### Text excerpt
┄┄┄┄┄┄┄┄┄┄

- Born: September 13, 1923 Cincinnati, Ohio, United States
- Died: October 18, 1992 (aged 69) Miami, Florida, U.S.
- Education: University of Cincinnati; University of Michigan; University of Miami;
- Scientific career
- Fields: Herpetology

= Albert Schwartz (zoologist) =

American zoologist

Albert Schwartz (September 13, 1923 – October 18, 1992) was an American zoologist who worked extensively with the herpetofauna of Florida and the West Indies, and later with butterflies. One magazine article once dubbed him as one of the "Kings of West Indian Anole Taxonomy".

┄┄┄┄┄┄┄┄┄┄

Data excerpts:
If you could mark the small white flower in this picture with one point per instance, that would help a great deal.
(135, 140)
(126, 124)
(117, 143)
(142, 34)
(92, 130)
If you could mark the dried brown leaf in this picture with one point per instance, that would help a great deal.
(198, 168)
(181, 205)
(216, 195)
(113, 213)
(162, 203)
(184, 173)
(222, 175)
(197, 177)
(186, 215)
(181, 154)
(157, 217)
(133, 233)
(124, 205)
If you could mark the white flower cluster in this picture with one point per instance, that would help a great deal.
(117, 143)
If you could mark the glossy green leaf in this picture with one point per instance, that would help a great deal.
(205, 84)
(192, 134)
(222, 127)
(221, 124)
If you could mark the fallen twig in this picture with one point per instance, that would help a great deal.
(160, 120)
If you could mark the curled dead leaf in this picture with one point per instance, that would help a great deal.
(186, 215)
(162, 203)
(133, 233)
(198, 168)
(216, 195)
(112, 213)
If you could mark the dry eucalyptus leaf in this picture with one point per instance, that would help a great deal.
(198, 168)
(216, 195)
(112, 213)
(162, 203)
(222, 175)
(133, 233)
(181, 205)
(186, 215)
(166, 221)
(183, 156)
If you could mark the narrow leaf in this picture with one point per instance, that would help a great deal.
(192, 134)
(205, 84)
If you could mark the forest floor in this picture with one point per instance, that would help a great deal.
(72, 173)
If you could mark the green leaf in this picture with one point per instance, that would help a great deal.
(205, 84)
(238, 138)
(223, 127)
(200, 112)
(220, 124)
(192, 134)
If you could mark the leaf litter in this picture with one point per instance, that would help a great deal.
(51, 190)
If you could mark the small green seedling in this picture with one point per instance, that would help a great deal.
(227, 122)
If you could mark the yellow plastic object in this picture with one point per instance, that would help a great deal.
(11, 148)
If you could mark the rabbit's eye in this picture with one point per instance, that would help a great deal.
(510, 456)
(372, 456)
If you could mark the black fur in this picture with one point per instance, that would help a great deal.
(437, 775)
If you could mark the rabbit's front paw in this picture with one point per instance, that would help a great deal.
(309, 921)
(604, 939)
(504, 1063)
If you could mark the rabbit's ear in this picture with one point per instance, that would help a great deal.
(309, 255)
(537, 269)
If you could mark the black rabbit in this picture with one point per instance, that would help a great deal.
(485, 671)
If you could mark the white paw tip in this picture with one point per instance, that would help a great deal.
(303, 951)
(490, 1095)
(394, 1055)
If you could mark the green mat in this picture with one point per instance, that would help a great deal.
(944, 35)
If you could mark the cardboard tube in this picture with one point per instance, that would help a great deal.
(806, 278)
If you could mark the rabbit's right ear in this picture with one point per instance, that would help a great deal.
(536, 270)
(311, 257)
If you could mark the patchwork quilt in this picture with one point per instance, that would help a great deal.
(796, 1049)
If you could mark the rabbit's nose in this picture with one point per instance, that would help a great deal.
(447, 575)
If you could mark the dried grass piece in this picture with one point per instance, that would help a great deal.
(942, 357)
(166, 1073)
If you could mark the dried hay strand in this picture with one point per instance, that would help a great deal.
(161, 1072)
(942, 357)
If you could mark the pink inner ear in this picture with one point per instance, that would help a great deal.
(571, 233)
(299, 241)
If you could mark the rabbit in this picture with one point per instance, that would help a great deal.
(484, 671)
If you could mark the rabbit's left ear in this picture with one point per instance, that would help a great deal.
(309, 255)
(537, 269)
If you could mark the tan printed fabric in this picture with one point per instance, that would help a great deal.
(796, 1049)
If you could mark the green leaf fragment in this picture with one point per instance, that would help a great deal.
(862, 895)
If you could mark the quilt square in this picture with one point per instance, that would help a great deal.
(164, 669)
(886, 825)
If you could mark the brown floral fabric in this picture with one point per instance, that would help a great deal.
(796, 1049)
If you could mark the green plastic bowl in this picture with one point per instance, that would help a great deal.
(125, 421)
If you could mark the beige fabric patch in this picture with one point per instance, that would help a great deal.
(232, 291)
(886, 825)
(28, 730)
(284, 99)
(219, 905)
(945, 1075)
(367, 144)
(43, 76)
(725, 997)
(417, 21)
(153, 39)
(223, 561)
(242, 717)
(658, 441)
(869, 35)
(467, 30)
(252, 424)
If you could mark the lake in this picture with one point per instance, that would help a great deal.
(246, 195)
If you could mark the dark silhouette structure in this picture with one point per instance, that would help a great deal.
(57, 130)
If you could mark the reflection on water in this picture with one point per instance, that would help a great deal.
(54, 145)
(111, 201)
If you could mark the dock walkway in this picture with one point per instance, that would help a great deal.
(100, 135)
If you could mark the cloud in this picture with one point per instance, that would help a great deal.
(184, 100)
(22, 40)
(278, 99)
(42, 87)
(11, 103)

┄┄┄┄┄┄┄┄┄┄

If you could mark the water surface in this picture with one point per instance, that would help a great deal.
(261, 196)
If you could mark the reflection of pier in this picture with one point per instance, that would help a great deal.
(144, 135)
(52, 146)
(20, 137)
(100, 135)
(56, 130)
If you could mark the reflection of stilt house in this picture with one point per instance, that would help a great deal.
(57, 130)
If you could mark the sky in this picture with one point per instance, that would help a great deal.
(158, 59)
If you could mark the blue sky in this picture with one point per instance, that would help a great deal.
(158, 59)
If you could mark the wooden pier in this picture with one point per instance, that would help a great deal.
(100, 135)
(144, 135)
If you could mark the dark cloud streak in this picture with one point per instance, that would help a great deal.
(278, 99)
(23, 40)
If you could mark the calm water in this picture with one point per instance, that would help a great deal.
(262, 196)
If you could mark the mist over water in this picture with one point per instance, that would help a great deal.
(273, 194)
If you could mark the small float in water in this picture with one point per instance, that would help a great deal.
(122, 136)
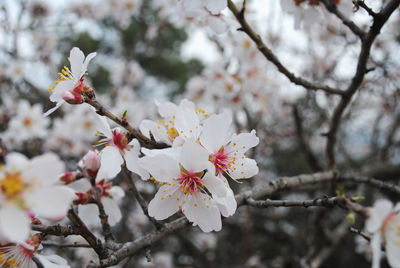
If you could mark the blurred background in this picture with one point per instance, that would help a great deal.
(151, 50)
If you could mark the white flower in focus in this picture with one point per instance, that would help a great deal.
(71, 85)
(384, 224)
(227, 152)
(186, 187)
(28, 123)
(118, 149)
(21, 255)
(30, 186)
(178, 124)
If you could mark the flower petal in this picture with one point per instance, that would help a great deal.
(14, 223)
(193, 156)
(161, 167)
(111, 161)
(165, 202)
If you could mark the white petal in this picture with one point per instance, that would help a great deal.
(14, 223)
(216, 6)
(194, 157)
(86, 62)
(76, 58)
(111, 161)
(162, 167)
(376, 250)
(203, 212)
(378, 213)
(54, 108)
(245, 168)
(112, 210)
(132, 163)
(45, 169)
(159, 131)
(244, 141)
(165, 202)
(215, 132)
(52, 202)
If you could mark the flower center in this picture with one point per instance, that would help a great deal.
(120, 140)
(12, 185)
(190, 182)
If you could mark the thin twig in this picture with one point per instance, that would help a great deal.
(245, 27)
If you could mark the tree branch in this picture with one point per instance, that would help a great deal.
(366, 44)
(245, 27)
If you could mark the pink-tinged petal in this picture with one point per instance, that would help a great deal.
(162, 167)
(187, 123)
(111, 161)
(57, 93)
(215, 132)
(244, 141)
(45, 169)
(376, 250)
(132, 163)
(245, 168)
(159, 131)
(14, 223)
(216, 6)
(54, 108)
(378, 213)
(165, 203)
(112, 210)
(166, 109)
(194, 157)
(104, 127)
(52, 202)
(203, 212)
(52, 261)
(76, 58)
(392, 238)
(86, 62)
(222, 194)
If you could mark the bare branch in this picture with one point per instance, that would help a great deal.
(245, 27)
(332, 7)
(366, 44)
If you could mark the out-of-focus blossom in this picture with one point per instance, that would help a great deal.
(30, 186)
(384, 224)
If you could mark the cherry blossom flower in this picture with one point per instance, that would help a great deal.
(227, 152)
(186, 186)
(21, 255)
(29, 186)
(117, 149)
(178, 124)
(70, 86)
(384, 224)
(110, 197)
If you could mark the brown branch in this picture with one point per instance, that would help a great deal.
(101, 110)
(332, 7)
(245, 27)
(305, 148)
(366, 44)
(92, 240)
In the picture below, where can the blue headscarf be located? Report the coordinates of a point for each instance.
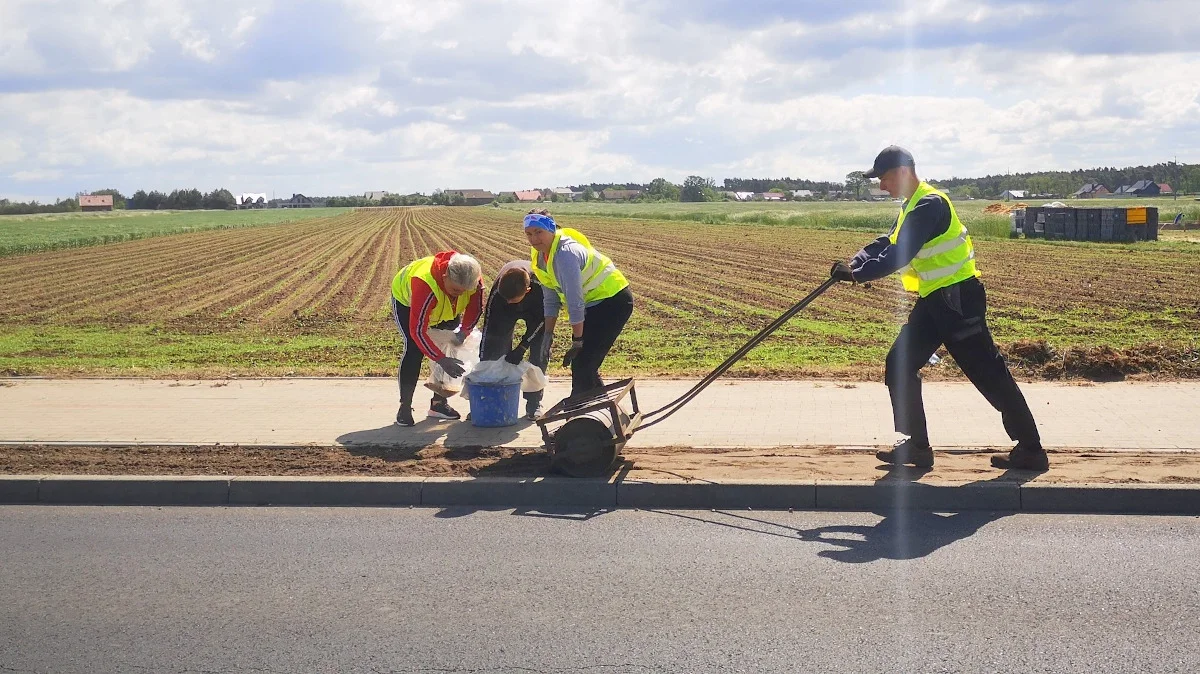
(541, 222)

┄┄┄┄┄┄┄┄┄┄

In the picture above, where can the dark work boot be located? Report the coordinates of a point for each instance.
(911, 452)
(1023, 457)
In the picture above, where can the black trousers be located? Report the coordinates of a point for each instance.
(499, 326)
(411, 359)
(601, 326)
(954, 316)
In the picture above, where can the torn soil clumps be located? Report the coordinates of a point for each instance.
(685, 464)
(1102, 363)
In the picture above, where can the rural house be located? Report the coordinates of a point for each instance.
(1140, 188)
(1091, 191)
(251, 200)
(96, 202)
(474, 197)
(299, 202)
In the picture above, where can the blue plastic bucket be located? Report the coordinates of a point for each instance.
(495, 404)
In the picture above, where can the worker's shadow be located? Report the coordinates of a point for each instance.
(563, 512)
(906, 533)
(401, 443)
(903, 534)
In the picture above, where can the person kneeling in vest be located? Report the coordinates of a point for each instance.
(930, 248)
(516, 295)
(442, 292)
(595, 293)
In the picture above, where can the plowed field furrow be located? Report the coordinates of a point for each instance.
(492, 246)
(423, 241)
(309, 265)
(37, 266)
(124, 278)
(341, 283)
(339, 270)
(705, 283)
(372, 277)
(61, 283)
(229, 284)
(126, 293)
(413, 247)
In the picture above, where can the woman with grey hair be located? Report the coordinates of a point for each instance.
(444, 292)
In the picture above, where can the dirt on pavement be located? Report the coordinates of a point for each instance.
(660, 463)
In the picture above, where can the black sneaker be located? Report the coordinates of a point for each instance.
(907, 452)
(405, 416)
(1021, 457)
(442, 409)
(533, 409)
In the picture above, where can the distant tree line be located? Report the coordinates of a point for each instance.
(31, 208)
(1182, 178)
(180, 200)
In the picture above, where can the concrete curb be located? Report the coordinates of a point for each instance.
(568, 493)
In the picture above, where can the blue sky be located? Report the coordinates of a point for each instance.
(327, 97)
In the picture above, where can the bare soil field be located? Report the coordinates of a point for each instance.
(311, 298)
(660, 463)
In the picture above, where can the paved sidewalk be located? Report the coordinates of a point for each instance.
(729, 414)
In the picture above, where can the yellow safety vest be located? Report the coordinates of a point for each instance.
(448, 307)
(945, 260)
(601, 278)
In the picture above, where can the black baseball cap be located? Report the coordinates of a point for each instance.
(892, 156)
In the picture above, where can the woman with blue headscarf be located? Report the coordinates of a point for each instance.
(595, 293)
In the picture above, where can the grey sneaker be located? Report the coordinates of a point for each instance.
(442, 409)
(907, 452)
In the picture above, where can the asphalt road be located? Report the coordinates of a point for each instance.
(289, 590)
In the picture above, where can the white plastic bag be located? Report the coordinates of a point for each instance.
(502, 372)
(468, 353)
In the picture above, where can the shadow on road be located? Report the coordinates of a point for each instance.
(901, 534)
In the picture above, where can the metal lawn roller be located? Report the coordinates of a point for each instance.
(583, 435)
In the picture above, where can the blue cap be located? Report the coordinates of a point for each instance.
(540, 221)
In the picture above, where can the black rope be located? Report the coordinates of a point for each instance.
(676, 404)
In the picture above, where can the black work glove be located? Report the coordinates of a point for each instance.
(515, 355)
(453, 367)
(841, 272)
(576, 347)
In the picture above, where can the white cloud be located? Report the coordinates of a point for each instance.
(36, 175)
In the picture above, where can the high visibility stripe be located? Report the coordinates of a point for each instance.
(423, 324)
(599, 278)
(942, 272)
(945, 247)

┄┄┄┄┄┄┄┄┄┄

### Exercise set
1/ Answer these questions from the biography of Albert Schwartz:
(a) In which city was Schwartz born?
(b) What did Schwartz later work with, after the herpetofauna of Florida and the West Indies?
(c) Which field is listed for his scientific career?
2/ Decide whether each statement agrees with the biography of Albert Schwartz, and support each yes or no with the deciding words from it.
(a) Schwartz died in Miami.
(b) Schwartz studied at the University of Florida.
(c) A magazine article called Schwartz one of the "Kings of West Indian Anole Taxonomy".
3/ Pick up the biography of Albert Schwartz after its final sentence and carry it on.

### Responses for each task
1/
(a) Cincinnati, Ohio
(b) Butterflies
(c) Herpetology

2/
(a) Yes: "Died: October 18, 1992 (aged 69) Miami, Florida, U.S."
(b) No: "Education: University of Cincinnati; University of Michigan; University of Miami;"
(c) Yes: "One magazine article once dubbed him as one of the "Kings of West Indian Anole Taxonomy"."

3/
==Career==
Schwartz obtained his PhD from the University of Michigan in mammalogy in 1952. Already at that time, he had a keen interest in amphibians and reptiles, as well as in warmer climates. Schwartz spent most of his professional working life at Miami-Dade Community College; he was also supported by a family trust, which he used to fund his own activities as well as field expeditions by others. He was a Research Associate of the Carnegie Museum of Natural History, and also an associate of the Florida Museum of Natural History, the National Museum of Natural History (Smithsonian Institution), and the Museo Nacional de Historia Natural, Santo Domingo, Dominican Republic. Starting in 1954, he worked extensively in Cuba, and described numerous frogs as well as three anole species from there. After the revolution in Cuba, he shifted his attention to Hispaniola, where he again described numerous frog species and five anoles. In the late 1970s, when Schwartz saw the number of new amphibians and reptiles he could describe from the West Indies diminishing, he shifted his attention to butterflies.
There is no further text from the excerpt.